[start]
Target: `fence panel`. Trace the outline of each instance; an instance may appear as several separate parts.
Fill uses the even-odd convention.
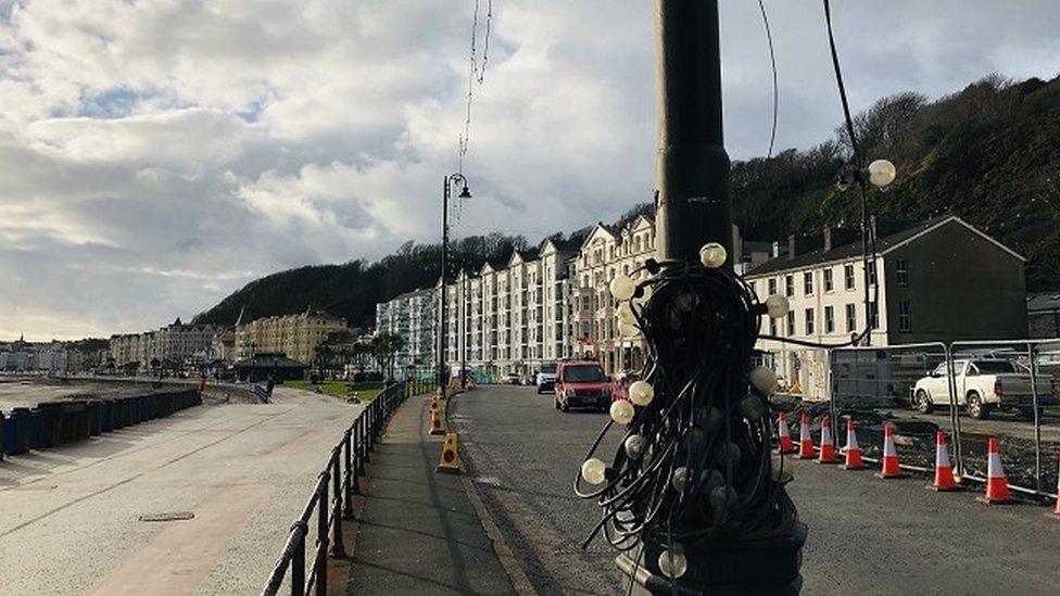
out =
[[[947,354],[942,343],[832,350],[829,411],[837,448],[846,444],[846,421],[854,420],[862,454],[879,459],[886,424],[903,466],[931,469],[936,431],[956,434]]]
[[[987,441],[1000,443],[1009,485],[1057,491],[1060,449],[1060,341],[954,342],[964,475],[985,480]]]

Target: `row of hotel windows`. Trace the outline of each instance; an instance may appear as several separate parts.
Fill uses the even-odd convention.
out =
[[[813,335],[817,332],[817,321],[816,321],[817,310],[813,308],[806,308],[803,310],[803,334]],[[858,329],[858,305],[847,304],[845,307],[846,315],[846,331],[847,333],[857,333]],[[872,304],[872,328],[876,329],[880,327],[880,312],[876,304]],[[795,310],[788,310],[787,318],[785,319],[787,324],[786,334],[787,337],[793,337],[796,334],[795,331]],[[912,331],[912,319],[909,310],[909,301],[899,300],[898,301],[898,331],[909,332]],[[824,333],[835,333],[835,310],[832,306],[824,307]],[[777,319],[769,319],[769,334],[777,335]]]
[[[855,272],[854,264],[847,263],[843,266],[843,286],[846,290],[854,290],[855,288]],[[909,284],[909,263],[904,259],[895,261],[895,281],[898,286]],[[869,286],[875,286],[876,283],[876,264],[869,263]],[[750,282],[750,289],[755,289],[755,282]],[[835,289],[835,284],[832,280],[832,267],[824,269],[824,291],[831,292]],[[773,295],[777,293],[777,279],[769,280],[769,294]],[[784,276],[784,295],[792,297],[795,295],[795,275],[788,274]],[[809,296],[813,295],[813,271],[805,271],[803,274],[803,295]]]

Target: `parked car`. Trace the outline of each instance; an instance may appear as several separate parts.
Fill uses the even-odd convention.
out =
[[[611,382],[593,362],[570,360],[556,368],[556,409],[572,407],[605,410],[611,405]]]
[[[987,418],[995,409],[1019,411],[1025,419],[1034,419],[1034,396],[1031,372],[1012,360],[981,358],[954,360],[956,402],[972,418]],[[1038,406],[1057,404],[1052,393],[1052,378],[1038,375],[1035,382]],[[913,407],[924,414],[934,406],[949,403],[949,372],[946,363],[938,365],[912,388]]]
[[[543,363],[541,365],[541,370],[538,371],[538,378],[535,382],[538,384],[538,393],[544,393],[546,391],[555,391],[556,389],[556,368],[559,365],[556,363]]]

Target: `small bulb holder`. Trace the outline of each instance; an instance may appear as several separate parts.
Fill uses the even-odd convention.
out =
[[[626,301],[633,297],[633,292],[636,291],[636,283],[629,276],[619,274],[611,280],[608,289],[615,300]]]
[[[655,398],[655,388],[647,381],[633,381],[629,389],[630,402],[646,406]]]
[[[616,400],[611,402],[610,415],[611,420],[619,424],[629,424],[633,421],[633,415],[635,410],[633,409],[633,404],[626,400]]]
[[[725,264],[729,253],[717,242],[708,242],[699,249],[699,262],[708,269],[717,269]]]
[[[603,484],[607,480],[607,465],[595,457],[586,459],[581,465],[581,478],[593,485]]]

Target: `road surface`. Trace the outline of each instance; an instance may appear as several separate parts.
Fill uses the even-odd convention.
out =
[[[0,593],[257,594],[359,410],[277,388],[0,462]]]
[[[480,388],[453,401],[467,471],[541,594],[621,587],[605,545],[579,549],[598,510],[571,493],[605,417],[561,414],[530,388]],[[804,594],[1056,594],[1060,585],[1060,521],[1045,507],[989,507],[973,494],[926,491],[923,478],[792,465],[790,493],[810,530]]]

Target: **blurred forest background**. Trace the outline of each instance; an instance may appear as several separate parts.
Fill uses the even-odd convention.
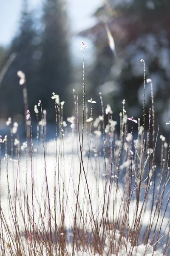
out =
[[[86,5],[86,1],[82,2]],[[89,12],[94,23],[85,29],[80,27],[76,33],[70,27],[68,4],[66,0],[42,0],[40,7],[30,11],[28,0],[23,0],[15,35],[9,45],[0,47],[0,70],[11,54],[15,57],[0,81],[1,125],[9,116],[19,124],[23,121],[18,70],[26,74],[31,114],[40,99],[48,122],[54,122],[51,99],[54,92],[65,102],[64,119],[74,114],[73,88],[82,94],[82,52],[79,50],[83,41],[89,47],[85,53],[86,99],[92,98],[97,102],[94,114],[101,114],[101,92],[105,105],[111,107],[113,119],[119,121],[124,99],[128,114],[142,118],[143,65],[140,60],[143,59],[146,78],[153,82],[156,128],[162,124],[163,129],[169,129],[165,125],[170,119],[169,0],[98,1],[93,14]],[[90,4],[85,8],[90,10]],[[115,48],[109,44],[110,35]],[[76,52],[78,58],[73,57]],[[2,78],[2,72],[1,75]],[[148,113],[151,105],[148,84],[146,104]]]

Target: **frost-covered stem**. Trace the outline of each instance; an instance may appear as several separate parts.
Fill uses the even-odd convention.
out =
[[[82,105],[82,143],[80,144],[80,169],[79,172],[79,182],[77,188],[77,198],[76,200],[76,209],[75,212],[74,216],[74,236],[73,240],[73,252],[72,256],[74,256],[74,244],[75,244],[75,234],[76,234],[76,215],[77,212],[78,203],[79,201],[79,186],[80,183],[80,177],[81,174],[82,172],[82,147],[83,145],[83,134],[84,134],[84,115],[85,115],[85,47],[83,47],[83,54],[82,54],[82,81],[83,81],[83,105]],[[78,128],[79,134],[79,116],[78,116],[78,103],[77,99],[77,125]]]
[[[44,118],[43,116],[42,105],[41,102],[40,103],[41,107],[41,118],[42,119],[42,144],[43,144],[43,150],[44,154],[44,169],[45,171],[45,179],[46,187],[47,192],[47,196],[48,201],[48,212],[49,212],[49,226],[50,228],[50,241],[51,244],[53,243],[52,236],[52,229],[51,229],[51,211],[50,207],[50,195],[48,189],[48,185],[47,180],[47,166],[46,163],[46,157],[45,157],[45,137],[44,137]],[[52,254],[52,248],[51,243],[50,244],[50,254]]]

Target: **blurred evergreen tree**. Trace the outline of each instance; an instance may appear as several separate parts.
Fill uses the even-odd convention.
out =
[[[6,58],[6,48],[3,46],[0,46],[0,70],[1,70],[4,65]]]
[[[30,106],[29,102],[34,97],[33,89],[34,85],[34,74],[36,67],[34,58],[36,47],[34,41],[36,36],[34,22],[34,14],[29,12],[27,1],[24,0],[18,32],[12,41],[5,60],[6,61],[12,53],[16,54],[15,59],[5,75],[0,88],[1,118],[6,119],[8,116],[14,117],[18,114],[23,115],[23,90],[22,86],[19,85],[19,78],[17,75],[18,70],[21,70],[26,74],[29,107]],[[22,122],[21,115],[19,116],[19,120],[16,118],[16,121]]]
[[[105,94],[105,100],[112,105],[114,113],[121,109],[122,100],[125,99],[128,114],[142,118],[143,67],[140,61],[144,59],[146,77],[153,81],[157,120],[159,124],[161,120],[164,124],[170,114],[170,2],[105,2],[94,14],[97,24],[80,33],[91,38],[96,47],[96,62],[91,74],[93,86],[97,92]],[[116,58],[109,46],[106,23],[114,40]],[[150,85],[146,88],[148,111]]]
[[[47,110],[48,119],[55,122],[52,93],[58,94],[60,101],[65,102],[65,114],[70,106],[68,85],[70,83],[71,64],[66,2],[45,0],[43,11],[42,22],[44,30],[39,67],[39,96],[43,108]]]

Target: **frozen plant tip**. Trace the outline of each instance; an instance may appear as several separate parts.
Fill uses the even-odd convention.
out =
[end]
REQUEST>
Can you rewrite all the rows above with each "outline" replaced by "boundary", keeping everything else unchanged and leaving out the pictures?

ANSWER TO THE TASK>
Target: `fence panel`. Trace the boundary of each instance; an instance may appear as several separate parts.
Fill uses the even-odd convention.
out =
[[[947,354],[942,343],[832,350],[829,411],[837,448],[846,444],[846,421],[854,420],[862,454],[879,459],[886,424],[903,466],[931,469],[936,431],[956,434]]]
[[[987,441],[1000,443],[1009,485],[1057,491],[1060,449],[1060,341],[954,342],[964,475],[985,480]]]

Target: `row of hotel windows`. Trace the boundary of each instance; an instance may appear as several separate parts.
Fill uses the even-odd convention.
out =
[[[813,335],[817,332],[817,321],[816,321],[817,310],[813,308],[806,308],[803,310],[803,334]],[[858,329],[858,305],[847,304],[845,307],[846,315],[846,331],[847,333],[857,333]],[[872,304],[872,328],[876,329],[880,327],[880,312],[876,304]],[[795,310],[788,310],[787,318],[785,319],[787,324],[786,334],[787,337],[793,337],[796,334],[795,331]],[[912,331],[912,319],[909,310],[909,301],[899,300],[898,301],[898,331],[909,332]],[[824,333],[835,333],[835,310],[832,306],[824,307]],[[777,319],[769,319],[769,334],[777,335]]]
[[[855,272],[854,264],[847,263],[843,266],[843,286],[846,290],[854,290],[855,288]],[[909,284],[909,263],[904,259],[895,261],[895,281],[898,286]],[[869,286],[875,286],[876,283],[876,264],[869,263]],[[750,282],[750,289],[755,289],[755,282]],[[835,289],[835,284],[832,280],[832,267],[824,269],[824,291],[831,292]],[[773,295],[777,293],[777,279],[769,280],[769,294]],[[784,276],[784,295],[792,297],[795,295],[795,275],[788,274]],[[809,296],[813,295],[813,271],[805,271],[803,274],[803,295]]]

Target: `parked car`. Trace the boundary of each instance; an instance may appear as several separate parts.
Fill uses the even-odd convention.
out =
[[[611,382],[593,362],[570,360],[556,368],[556,409],[572,407],[605,410],[611,405]]]
[[[987,418],[995,409],[1019,411],[1025,419],[1034,419],[1034,396],[1031,372],[1012,360],[981,358],[954,360],[956,402],[972,418]],[[1038,406],[1057,404],[1052,393],[1052,378],[1038,375],[1035,382]],[[913,407],[924,414],[934,406],[949,403],[949,372],[946,363],[938,365],[912,388]]]
[[[543,363],[541,365],[541,370],[538,371],[538,378],[535,382],[538,384],[538,393],[544,393],[546,391],[555,391],[556,389],[556,368],[559,365],[556,363]]]

Target: `small bulb holder`. Trace the boundary of each instance; an instance may appear as several separate parts.
Fill uses the even-odd convention.
out =
[[[626,301],[633,297],[633,292],[636,291],[636,283],[629,276],[619,274],[611,280],[608,289],[615,300]]]
[[[655,398],[655,388],[647,381],[633,381],[629,389],[630,402],[646,406]]]
[[[616,400],[611,402],[610,415],[611,420],[619,424],[629,424],[633,421],[633,415],[635,410],[633,409],[633,404],[626,400]]]
[[[725,264],[729,253],[717,242],[708,242],[699,249],[699,262],[708,269],[717,269]]]
[[[603,484],[607,480],[607,465],[595,457],[586,459],[581,465],[581,478],[593,485]]]

Target: `road surface`. Trace the boundary of each instance; an instance may appear as several separate parts.
Fill uses the even-odd convention.
out =
[[[0,593],[257,594],[359,410],[277,388],[0,462]]]
[[[480,388],[453,401],[467,471],[541,594],[621,587],[605,545],[579,549],[598,510],[571,493],[605,417],[561,414],[530,388]],[[804,594],[1056,594],[1060,585],[1060,521],[1045,507],[989,507],[973,494],[926,491],[923,478],[792,465],[790,493],[810,530]]]

Target: **blurred forest background**. Trace the boundary of each instance; an instance may appear as several separate parts.
Fill uses the even-odd convention.
out =
[[[86,5],[86,1],[82,2]],[[89,12],[94,23],[85,29],[80,27],[76,33],[70,27],[68,4],[66,0],[42,0],[40,7],[30,11],[28,0],[23,0],[15,35],[9,45],[0,47],[0,70],[11,54],[15,57],[0,81],[1,125],[9,116],[19,124],[23,121],[18,70],[26,74],[31,114],[40,99],[48,122],[54,122],[51,99],[54,92],[65,102],[64,119],[74,114],[73,88],[82,94],[82,52],[79,50],[83,41],[89,47],[85,53],[86,99],[92,98],[97,102],[94,114],[101,114],[101,92],[105,105],[111,107],[113,119],[119,121],[124,99],[128,114],[142,118],[143,65],[140,60],[143,59],[146,78],[153,82],[156,128],[162,124],[163,129],[169,129],[165,125],[170,119],[169,0],[98,1],[93,14]],[[90,4],[85,8],[90,10]],[[115,48],[109,44],[110,35]],[[76,52],[78,58],[73,57]],[[2,78],[2,72],[1,75]],[[148,113],[151,105],[148,84],[146,104]]]

Target: **frost-covered stem**. Trace the boundary of each instance; an instance may appear as several separate parts.
Fill uses the even-odd convention.
out =
[[[82,105],[82,143],[80,144],[80,169],[79,172],[79,182],[77,188],[77,198],[76,200],[76,209],[75,212],[74,216],[74,236],[73,240],[73,252],[72,256],[74,256],[74,244],[75,244],[75,234],[76,234],[76,215],[77,212],[78,203],[79,201],[79,186],[80,183],[80,177],[81,174],[82,172],[82,147],[83,145],[83,134],[84,134],[84,115],[85,115],[85,47],[83,47],[83,54],[82,54],[82,81],[83,81],[83,105]],[[78,128],[79,134],[79,116],[78,116],[78,103],[77,99],[77,125]]]
[[[44,118],[43,116],[42,105],[41,102],[40,103],[41,107],[41,118],[42,119],[42,144],[43,144],[43,150],[44,154],[44,169],[45,171],[45,179],[46,187],[47,192],[47,196],[48,201],[48,212],[49,212],[49,226],[50,228],[50,241],[51,244],[53,243],[52,236],[52,229],[51,229],[51,211],[50,207],[50,195],[48,189],[48,185],[47,180],[47,166],[46,163],[46,157],[45,157],[45,137],[44,137]],[[52,254],[52,248],[51,243],[50,244],[50,254]]]

Target: **blurred evergreen tree**. Trace the boundary of each instance; an instance may appear as several separate parts.
Fill uses the even-odd convention.
out =
[[[6,58],[6,48],[3,46],[0,46],[0,70],[1,70],[4,65]]]
[[[30,106],[29,102],[34,97],[33,89],[34,85],[34,74],[36,67],[34,58],[36,47],[34,41],[36,36],[34,22],[34,14],[29,12],[27,1],[24,0],[18,32],[12,41],[5,60],[6,61],[12,53],[16,54],[15,59],[5,75],[0,88],[1,118],[6,119],[8,116],[14,117],[18,114],[23,115],[23,90],[22,86],[19,85],[19,78],[17,75],[18,70],[21,70],[26,74],[29,107]],[[22,122],[21,115],[19,116],[19,120],[16,118],[16,121]]]
[[[105,94],[105,100],[112,105],[114,113],[121,109],[122,100],[125,99],[128,114],[142,118],[143,67],[140,61],[144,59],[146,77],[153,81],[157,120],[159,124],[161,120],[164,124],[170,114],[170,2],[105,2],[94,14],[97,24],[80,33],[91,38],[96,47],[96,62],[91,74],[93,86],[97,92]],[[116,58],[109,46],[106,23],[114,40]],[[150,85],[146,88],[148,111]]]
[[[47,110],[48,119],[55,122],[52,93],[58,94],[60,101],[65,102],[65,114],[70,106],[68,85],[70,83],[71,64],[66,2],[45,0],[43,11],[42,22],[44,30],[39,67],[39,96],[43,108]]]

Target: **frozen plant tip**. Trace the boundary of each instance; an instance may appear as several separate parts.
Fill uses the even-odd convention.
out =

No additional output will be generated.